I. THE BEGINNINGS, extending from the founding of the colony at Jamestown in 1607 down to about 1800.

II. THE CREATIVE IMPULSE, extending from the first decade of the nineteenth century to the civil war.

III. THE PERIOD OF LATER ACTIVITY, extending from the civil war to the present time.

It will be well, at this point, to note also some geographical distinctions. Before the wide diffusion of our literature with the growth of our territory and population, it flourished only along the Atlantic seaboard. That region may be conveniently divided into three sections: the North, or Massachusetts Bay region-New England-with a literary capital at Boston; the South, or the region about the James River and Chesapeake Bay, with literary capitals (in the later time) at Richmond, Baltimore, and Washington; and the somewhat vaguely defined intermediate region of the Hudson and Delaware Rivers, with capitals at New York and Philadelphia. We shall find first one and then another of these sections the centre of the highest literary activity.

Data:
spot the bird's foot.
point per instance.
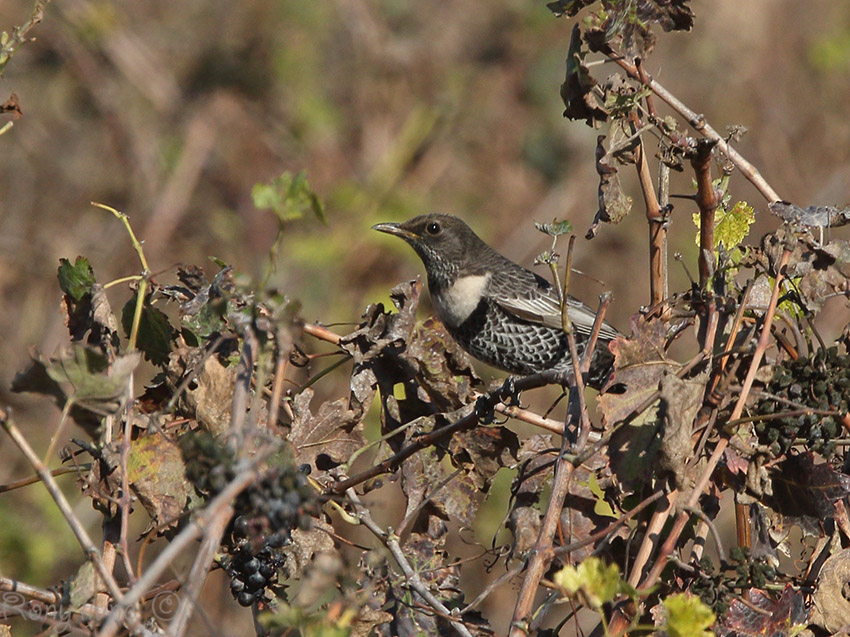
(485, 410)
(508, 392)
...
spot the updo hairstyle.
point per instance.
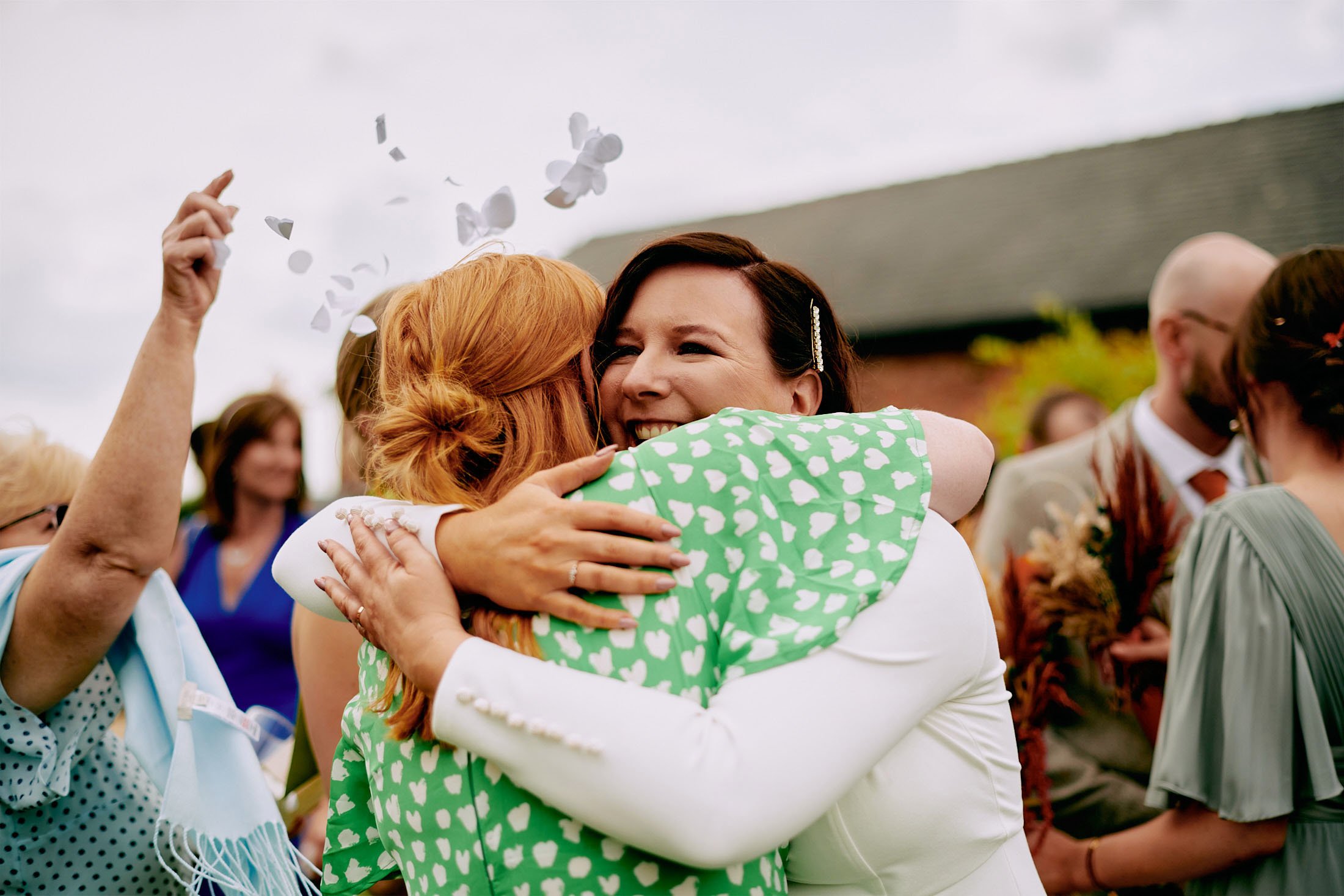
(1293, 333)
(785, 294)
...
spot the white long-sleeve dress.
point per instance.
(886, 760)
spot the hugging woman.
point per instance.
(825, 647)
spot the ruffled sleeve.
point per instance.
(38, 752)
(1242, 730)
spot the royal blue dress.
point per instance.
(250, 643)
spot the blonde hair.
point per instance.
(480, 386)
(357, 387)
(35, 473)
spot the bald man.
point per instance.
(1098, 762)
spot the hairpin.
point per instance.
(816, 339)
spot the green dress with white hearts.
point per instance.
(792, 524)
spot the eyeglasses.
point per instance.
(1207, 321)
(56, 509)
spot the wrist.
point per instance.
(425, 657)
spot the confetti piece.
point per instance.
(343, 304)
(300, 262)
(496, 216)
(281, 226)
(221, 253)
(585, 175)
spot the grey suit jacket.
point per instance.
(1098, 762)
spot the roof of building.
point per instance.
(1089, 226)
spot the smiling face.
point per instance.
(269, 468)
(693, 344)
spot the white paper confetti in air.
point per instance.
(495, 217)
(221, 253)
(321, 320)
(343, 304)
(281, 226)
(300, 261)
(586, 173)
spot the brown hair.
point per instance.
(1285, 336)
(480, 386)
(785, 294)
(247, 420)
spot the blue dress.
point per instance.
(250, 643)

The request: Summarize the passage on literary periods and regions in two sentences. Base your work on the passage alone.

Solution: The passage divides the literature into three periods: the beginnings, from the founding of Jamestown in 1607 to about 1800; the creative impulse, from the first decade of the nineteenth century to the civil war; and a period of later activity, from the civil war to the present time. It also notes that before the literature spread with the growth of territory and population, it flourished only along the Atlantic seaboard, which divides into three sections (New England with Boston as its capital, the South with Richmond, Baltimore, and Washington, and the Hudson and Delaware region with New York and Philadelphia), and first one and then another of these became the center of the highest literary activity.